Collect every line in the listing below that contains the word "metal".

________________________

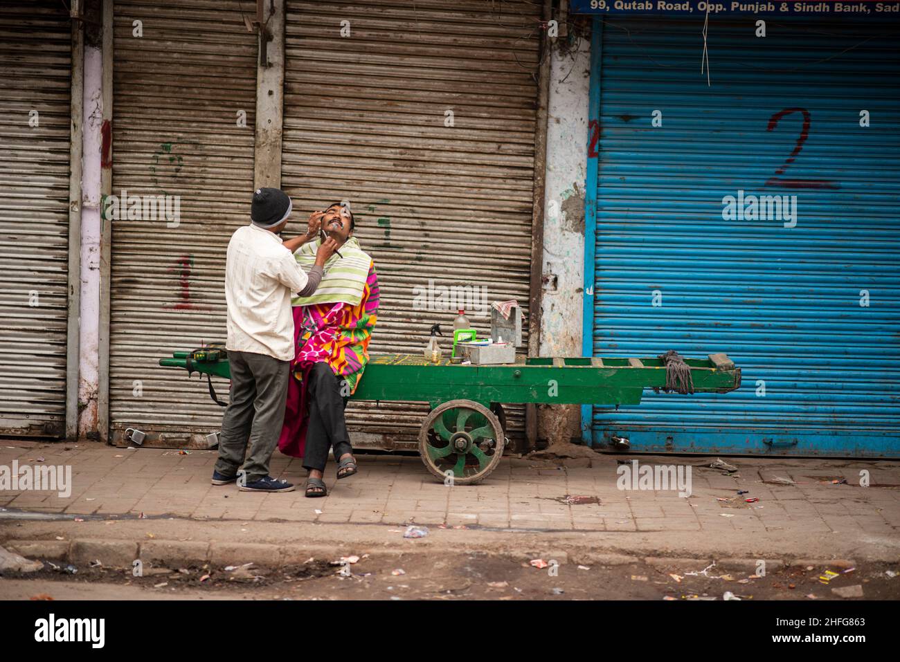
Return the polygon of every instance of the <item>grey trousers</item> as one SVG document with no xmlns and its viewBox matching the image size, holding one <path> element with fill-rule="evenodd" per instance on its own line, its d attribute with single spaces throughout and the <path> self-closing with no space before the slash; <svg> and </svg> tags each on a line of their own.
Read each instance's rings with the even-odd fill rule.
<svg viewBox="0 0 900 662">
<path fill-rule="evenodd" d="M 269 475 L 269 461 L 284 423 L 290 362 L 252 352 L 229 352 L 228 359 L 231 388 L 216 470 L 234 476 L 243 465 L 251 483 Z M 248 442 L 250 455 L 245 461 Z"/>
</svg>

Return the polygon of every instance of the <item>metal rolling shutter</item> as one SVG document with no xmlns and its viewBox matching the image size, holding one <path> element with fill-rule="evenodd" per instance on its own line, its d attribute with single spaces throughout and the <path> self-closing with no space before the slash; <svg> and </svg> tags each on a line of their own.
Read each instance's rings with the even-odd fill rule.
<svg viewBox="0 0 900 662">
<path fill-rule="evenodd" d="M 414 309 L 429 279 L 527 306 L 539 20 L 526 2 L 287 1 L 282 184 L 298 221 L 352 201 L 381 286 L 371 351 L 452 331 L 455 311 Z M 469 318 L 490 330 L 490 311 Z M 351 402 L 354 444 L 402 446 L 427 411 Z M 507 416 L 521 434 L 523 408 Z"/>
<path fill-rule="evenodd" d="M 71 43 L 59 3 L 0 6 L 0 434 L 64 432 Z"/>
<path fill-rule="evenodd" d="M 599 72 L 595 353 L 726 352 L 743 386 L 595 408 L 595 443 L 898 454 L 897 26 L 781 17 L 757 39 L 752 18 L 711 17 L 707 86 L 702 21 L 611 22 Z M 656 109 L 662 128 L 651 126 Z M 787 109 L 798 110 L 767 130 Z M 803 130 L 799 109 L 808 138 L 776 174 Z M 723 197 L 739 190 L 796 195 L 796 227 L 724 220 Z"/>
<path fill-rule="evenodd" d="M 148 443 L 179 445 L 220 425 L 205 388 L 157 362 L 225 340 L 225 249 L 248 221 L 253 192 L 256 38 L 240 10 L 238 0 L 114 5 L 112 192 L 178 195 L 181 205 L 177 227 L 112 221 L 110 421 L 117 442 L 137 427 Z M 141 38 L 132 36 L 135 20 L 143 22 Z M 241 110 L 247 128 L 237 125 Z M 227 394 L 227 381 L 216 386 Z"/>
</svg>

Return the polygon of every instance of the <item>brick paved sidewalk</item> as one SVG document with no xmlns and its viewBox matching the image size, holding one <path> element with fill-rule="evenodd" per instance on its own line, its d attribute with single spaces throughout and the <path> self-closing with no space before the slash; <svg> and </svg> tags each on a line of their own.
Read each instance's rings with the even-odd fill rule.
<svg viewBox="0 0 900 662">
<path fill-rule="evenodd" d="M 735 478 L 699 467 L 711 458 L 627 456 L 642 465 L 692 465 L 692 495 L 682 498 L 674 489 L 619 489 L 616 460 L 626 456 L 598 454 L 590 461 L 592 466 L 581 468 L 504 459 L 482 484 L 448 488 L 436 481 L 418 457 L 361 455 L 359 473 L 347 480 L 337 482 L 335 466 L 329 463 L 328 497 L 308 499 L 299 489 L 260 495 L 238 492 L 233 485 L 214 487 L 210 475 L 215 457 L 212 451 L 180 455 L 178 451 L 99 443 L 3 440 L 0 468 L 11 467 L 13 461 L 20 465 L 71 465 L 73 485 L 68 498 L 54 492 L 0 488 L 0 508 L 6 514 L 25 510 L 129 517 L 143 513 L 148 517 L 212 521 L 415 522 L 554 532 L 835 532 L 900 540 L 896 461 L 727 458 L 739 468 L 740 477 Z M 861 470 L 869 472 L 870 487 L 860 485 Z M 305 471 L 297 460 L 276 453 L 272 472 L 302 486 Z M 795 484 L 763 482 L 776 478 Z M 842 478 L 847 484 L 831 482 Z M 759 502 L 746 504 L 744 497 L 736 498 L 739 489 L 749 490 L 746 497 L 759 497 Z M 580 499 L 572 497 L 597 497 L 598 503 L 575 503 Z"/>
</svg>

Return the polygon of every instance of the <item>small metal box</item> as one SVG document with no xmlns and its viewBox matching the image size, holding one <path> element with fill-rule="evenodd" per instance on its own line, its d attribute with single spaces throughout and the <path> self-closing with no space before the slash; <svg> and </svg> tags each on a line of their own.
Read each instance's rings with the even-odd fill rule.
<svg viewBox="0 0 900 662">
<path fill-rule="evenodd" d="M 509 344 L 473 344 L 460 343 L 463 361 L 471 361 L 472 365 L 500 365 L 516 362 L 516 348 Z"/>
<path fill-rule="evenodd" d="M 514 347 L 522 346 L 522 312 L 518 306 L 509 310 L 508 319 L 504 319 L 497 309 L 490 309 L 490 337 L 495 343 L 502 338 L 504 343 L 510 343 Z"/>
</svg>

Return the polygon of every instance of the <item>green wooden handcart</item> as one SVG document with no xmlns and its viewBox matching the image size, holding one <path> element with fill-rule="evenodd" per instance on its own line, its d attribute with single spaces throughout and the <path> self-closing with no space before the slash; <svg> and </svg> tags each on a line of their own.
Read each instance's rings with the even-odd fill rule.
<svg viewBox="0 0 900 662">
<path fill-rule="evenodd" d="M 679 362 L 680 362 L 680 358 Z M 670 389 L 661 358 L 520 358 L 505 365 L 432 363 L 414 354 L 373 354 L 354 400 L 414 400 L 431 407 L 418 434 L 428 470 L 458 485 L 484 479 L 506 440 L 501 403 L 638 405 L 644 389 Z M 176 352 L 163 366 L 229 379 L 219 346 Z M 725 393 L 741 385 L 741 369 L 724 354 L 684 359 L 693 392 Z"/>
</svg>

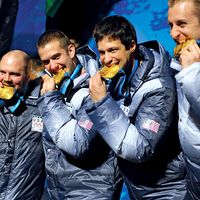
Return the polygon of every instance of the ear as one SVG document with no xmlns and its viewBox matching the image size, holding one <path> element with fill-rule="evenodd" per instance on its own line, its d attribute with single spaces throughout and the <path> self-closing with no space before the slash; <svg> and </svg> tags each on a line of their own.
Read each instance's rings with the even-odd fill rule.
<svg viewBox="0 0 200 200">
<path fill-rule="evenodd" d="M 132 40 L 131 45 L 130 45 L 130 51 L 133 53 L 136 49 L 136 43 L 134 40 Z"/>
<path fill-rule="evenodd" d="M 68 54 L 69 54 L 70 58 L 73 59 L 75 57 L 75 55 L 76 55 L 76 47 L 75 47 L 75 45 L 74 44 L 70 44 L 67 47 L 67 49 L 68 49 Z"/>
</svg>

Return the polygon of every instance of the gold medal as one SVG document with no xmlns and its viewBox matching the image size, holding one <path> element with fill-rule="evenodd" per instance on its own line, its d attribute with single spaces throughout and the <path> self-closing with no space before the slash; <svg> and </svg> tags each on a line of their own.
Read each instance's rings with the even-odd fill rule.
<svg viewBox="0 0 200 200">
<path fill-rule="evenodd" d="M 102 78 L 113 78 L 119 71 L 119 65 L 112 65 L 111 67 L 104 66 L 100 70 L 100 74 Z"/>
<path fill-rule="evenodd" d="M 9 100 L 13 97 L 15 93 L 15 88 L 11 86 L 4 85 L 3 88 L 0 87 L 0 99 Z"/>
</svg>

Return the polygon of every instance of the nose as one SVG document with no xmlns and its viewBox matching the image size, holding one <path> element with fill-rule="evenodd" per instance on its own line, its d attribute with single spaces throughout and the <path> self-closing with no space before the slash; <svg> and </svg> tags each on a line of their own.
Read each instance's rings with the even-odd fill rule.
<svg viewBox="0 0 200 200">
<path fill-rule="evenodd" d="M 109 64 L 112 63 L 112 56 L 110 55 L 110 53 L 108 53 L 108 52 L 105 53 L 103 62 L 104 62 L 106 65 L 109 65 Z"/>
<path fill-rule="evenodd" d="M 6 73 L 5 75 L 4 75 L 4 78 L 3 78 L 3 81 L 4 82 L 11 82 L 11 78 L 10 78 L 10 74 L 9 73 Z"/>
<path fill-rule="evenodd" d="M 175 26 L 173 26 L 170 30 L 170 35 L 172 36 L 172 38 L 174 40 L 177 40 L 178 39 L 178 36 L 179 36 L 180 32 L 178 30 L 178 28 L 176 28 Z"/>
<path fill-rule="evenodd" d="M 186 39 L 186 36 L 179 30 L 179 27 L 177 27 L 177 26 L 173 26 L 171 28 L 170 35 L 178 43 L 180 43 L 181 41 L 184 41 Z"/>
</svg>

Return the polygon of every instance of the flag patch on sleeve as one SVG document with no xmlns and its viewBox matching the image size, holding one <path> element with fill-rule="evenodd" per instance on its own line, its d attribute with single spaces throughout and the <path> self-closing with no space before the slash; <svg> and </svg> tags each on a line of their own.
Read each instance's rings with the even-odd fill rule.
<svg viewBox="0 0 200 200">
<path fill-rule="evenodd" d="M 150 130 L 154 133 L 158 132 L 159 127 L 160 127 L 160 124 L 152 119 L 146 119 L 144 123 L 142 124 L 142 128 Z"/>
<path fill-rule="evenodd" d="M 93 123 L 88 119 L 87 120 L 79 120 L 78 124 L 79 124 L 79 126 L 85 128 L 87 130 L 90 130 L 93 126 Z"/>
</svg>

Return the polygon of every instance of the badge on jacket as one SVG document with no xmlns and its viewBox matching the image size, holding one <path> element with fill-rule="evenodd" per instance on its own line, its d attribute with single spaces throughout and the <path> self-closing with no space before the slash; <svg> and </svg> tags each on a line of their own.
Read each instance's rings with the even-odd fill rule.
<svg viewBox="0 0 200 200">
<path fill-rule="evenodd" d="M 43 131 L 43 121 L 41 116 L 33 115 L 31 131 L 37 131 L 37 132 Z"/>
</svg>

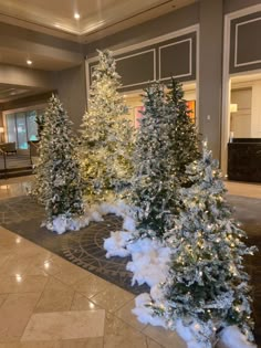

________________________

Solution for this exercise —
Return the polygon of every instance of the <item>metal rolling shutter</item> as one SVG document with no xmlns and its viewBox matching the image size, holding one <path> element with fill-rule="evenodd" per instance on its own line, its d attribute with single spaces throughout and the <path> self-closing with no space before the slash; <svg> and </svg> tags each on a line of their own.
Return the polygon of every instance of the <item>small metal box</item> as one SVG document with no xmlns and its viewBox matching the image size, holding one <path> element with fill-rule="evenodd" per instance on its own line, its d attribute with single spaces throughout and the <path> self-closing with no space before the slash; <svg> and </svg> tags each on a line of their own.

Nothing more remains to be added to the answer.